-------- ARTICOLO DI PARTENZA --------

Valeria Contadino porta in scena la maternità negata


Valeria Contadino e Mario Incudine. Foto Antonio Parrinello
Valeria Contadino e Mario Incudine. Foto Antonio Parrinello

Protagonista femminile ne Il casellante, Valeria Contadino, incarna Minica, che racconta il dramma della maternità negata e il peso della violenza della femminilità offesa.

Lo spettacolo, diretto da Giuseppe Dipasquale con adattamento per il teatro scritto a quattro mani con Andrea Camilleri, ha debuttato alla 59^ edizione del Festival dei 2Mondi di Spoleto. Sul palco, protagonisti insieme a Valeria Contadino, ci sono Moni Ovadia e Mario Incudine, che firma anche le musiche. Compongono il cast Sergio Seminara, Gianpaolo Romania ed i musicisti Antonio Vasta ed Antonio Putzo. I costumi sono di Elisa Savi e le scene dello stesso Dipasquale.

Il prossimo 7 marzo Il casellante farà tappa a  Palermo al Teatro Biondo fino al 12, per poi andare in scena a Noto (Sr), il 14 marzo al Teatro Di Lorenzo, il  15 marzo a Enna, al Teatro Garibaldi, il 16 marzo a Marsala, al Teatro Impero e dal 17al 19 marzo al Teatro Pirandello di Agrigento.

--------

## CONSEGNA:
Ricopia dall'articolo su Il casellante il passo compreso tra "Valeria Contadino porta" e "dello stesso Dipasquale.", estremi inclusi.

-------- ELENCO FORNITO --------

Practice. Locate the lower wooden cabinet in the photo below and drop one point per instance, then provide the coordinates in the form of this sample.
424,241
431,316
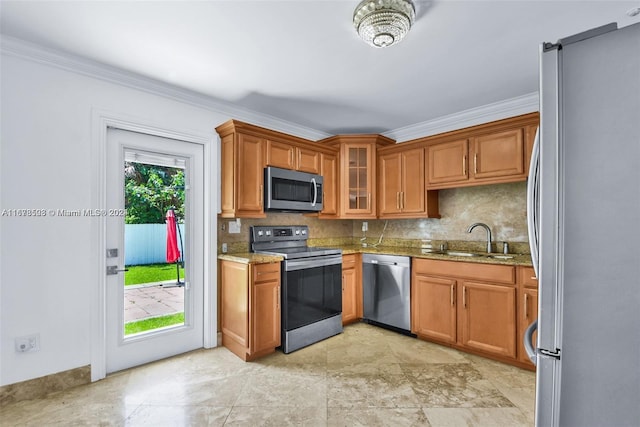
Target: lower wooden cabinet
433,307
488,318
351,288
250,308
527,308
469,306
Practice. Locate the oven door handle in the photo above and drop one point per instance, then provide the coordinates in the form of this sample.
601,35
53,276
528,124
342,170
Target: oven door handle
312,262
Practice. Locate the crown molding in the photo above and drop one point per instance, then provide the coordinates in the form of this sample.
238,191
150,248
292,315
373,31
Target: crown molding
474,116
29,51
62,60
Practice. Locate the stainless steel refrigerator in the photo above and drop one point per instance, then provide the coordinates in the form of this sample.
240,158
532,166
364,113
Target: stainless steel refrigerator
584,226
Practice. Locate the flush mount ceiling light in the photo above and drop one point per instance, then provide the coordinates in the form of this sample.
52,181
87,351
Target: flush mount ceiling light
382,23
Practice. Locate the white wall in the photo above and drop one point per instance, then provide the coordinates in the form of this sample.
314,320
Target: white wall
48,264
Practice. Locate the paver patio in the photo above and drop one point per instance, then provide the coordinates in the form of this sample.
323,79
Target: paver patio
152,300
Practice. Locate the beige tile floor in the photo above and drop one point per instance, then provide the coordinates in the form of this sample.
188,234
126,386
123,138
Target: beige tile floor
366,376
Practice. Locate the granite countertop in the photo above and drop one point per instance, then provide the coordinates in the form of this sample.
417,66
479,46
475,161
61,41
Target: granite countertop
250,258
518,259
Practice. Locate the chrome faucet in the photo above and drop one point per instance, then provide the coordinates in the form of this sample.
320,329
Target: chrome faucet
486,227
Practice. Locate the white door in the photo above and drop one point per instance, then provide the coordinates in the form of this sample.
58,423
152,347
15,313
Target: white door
125,150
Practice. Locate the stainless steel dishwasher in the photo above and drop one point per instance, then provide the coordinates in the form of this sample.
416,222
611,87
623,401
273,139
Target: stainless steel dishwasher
386,291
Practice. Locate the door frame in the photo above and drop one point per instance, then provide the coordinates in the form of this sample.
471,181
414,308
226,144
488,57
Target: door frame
101,120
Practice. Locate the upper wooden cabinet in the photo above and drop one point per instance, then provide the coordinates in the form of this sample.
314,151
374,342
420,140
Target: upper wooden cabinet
448,162
357,173
401,185
329,172
288,156
492,153
242,175
281,155
246,150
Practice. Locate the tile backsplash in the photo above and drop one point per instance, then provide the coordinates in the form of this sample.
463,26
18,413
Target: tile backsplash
502,207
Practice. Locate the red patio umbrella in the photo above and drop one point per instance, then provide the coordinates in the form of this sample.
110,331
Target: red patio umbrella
173,254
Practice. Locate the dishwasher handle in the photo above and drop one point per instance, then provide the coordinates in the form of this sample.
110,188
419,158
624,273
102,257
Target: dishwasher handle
375,261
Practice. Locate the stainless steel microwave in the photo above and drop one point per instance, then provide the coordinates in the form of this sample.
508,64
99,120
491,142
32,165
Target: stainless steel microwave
292,191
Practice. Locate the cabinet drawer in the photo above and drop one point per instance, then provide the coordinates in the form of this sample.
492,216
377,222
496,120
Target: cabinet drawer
266,272
528,277
475,271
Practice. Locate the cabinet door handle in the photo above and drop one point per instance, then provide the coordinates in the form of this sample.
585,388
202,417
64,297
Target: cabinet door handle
464,296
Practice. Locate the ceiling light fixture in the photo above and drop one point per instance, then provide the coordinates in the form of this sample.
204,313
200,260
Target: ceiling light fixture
383,23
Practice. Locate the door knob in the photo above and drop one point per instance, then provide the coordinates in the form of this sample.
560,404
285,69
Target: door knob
113,269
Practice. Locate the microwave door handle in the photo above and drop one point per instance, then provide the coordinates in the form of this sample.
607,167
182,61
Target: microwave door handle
315,191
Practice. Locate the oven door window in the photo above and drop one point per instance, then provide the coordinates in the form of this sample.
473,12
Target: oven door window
311,295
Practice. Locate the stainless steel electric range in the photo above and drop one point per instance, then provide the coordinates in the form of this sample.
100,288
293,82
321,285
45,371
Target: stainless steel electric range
311,284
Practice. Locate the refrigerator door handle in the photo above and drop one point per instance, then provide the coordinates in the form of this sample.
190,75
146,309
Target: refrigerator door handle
533,189
528,337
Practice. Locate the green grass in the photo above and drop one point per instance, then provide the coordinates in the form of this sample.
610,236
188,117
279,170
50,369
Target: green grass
138,274
153,323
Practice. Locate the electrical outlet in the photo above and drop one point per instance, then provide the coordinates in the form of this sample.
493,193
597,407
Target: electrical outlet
28,343
234,227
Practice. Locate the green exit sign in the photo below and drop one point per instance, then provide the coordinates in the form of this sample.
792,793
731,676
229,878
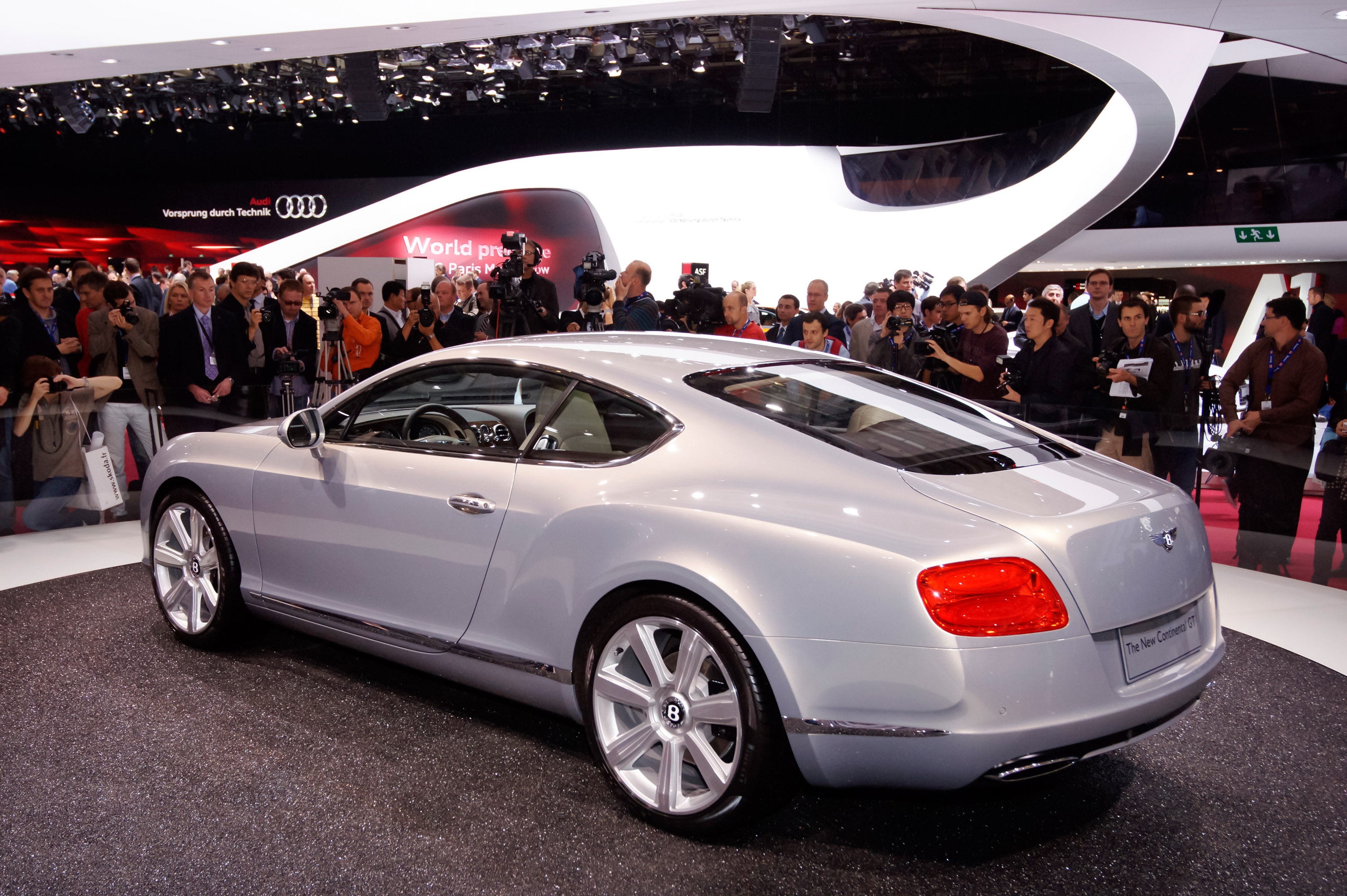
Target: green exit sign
1257,235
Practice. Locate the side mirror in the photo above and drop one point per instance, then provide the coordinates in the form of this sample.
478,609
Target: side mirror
302,429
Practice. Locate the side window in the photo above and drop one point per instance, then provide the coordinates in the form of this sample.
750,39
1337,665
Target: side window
464,408
594,426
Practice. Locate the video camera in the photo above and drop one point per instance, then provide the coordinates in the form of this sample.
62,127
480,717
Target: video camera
704,306
590,277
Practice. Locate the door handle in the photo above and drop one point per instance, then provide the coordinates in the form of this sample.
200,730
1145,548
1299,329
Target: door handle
472,505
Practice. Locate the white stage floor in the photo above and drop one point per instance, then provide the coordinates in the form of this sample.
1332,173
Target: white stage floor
1310,620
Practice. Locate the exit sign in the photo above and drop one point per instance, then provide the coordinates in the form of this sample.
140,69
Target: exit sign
1257,235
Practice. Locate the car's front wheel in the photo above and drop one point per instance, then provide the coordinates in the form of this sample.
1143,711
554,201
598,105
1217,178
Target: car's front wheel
196,571
681,717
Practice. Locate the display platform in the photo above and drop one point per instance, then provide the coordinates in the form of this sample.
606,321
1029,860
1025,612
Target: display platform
289,764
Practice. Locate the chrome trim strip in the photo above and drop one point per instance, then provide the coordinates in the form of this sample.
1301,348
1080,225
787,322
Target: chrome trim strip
401,638
864,729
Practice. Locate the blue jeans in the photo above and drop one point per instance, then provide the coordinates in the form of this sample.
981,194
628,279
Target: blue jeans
50,498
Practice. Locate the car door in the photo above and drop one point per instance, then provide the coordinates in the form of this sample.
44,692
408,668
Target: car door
395,518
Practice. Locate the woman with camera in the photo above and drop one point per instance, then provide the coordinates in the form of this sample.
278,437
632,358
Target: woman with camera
57,406
981,341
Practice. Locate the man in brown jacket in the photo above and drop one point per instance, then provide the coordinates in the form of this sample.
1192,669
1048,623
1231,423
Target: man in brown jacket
1284,376
130,352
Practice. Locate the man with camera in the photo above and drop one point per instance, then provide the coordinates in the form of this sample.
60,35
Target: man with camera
737,324
202,356
1283,376
1178,444
392,318
124,343
817,299
1135,395
1040,375
290,341
632,306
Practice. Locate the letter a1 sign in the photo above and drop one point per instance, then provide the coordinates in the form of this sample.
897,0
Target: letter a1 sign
1257,235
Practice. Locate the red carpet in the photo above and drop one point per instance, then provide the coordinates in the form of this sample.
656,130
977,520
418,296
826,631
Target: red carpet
1224,522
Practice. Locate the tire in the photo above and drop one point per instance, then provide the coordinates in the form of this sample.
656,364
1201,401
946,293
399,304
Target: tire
718,717
196,571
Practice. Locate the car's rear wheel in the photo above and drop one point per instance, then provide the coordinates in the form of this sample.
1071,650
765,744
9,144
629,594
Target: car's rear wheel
196,571
681,719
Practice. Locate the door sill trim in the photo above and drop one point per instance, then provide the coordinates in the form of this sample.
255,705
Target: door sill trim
401,638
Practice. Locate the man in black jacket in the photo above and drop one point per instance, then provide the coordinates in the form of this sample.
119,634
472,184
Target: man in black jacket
202,359
290,336
817,299
1044,367
1133,413
44,329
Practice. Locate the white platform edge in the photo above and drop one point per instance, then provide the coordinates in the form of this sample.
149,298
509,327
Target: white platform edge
1310,620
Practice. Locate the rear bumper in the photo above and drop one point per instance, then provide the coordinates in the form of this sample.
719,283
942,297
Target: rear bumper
942,719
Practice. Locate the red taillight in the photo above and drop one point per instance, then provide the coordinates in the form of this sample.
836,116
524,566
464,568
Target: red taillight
999,596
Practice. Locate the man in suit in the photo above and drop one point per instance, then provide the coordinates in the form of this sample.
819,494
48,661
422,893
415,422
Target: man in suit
817,299
149,295
202,359
1096,322
44,329
290,336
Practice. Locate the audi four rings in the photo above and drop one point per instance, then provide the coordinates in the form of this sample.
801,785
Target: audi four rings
301,206
553,519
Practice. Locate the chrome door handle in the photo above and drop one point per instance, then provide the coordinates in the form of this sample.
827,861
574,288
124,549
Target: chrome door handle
472,505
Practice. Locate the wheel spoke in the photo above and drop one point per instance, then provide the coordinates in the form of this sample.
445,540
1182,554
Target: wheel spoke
714,773
691,653
643,645
628,746
671,778
718,709
180,530
617,688
166,556
177,595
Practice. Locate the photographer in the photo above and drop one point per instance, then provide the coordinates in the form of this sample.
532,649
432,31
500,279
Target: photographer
1040,375
58,419
981,341
1283,375
539,293
631,306
202,353
45,330
291,336
392,318
1178,444
737,324
1132,421
891,345
124,344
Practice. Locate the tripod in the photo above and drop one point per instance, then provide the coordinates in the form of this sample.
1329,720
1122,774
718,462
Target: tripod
333,355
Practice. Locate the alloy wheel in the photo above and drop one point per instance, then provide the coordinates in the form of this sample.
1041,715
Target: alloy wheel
667,716
186,568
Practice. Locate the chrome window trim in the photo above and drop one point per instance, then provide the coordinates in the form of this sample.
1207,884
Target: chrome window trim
863,729
401,638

--------

## SOLUZIONE:
Valeria Contadino porta in scena la maternità negata


Valeria Contadino e Mario Incudine. Foto Antonio Parrinello
Valeria Contadino e Mario Incudine. Foto Antonio Parrinello

Protagonista femminile ne Il casellante, Valeria Contadino, incarna Minica, che racconta il dramma della maternità negata e il peso della violenza della femminilità offesa.

Lo spettacolo, diretto da Giuseppe Dipasquale con adattamento per il teatro scritto a quattro mani con Andrea Camilleri, ha debuttato alla 59^ edizione del Festival dei 2Mondi di Spoleto. Sul palco, protagonisti insieme a Valeria Contadino, ci sono Moni Ovadia e Mario Incudine, che firma anche le musiche. Compongono il cast Sergio Seminara, Gianpaolo Romania ed i musicisti Antonio Vasta ed Antonio Putzo. I costumi sono di Elisa Savi e le scene dello stesso Dipasquale.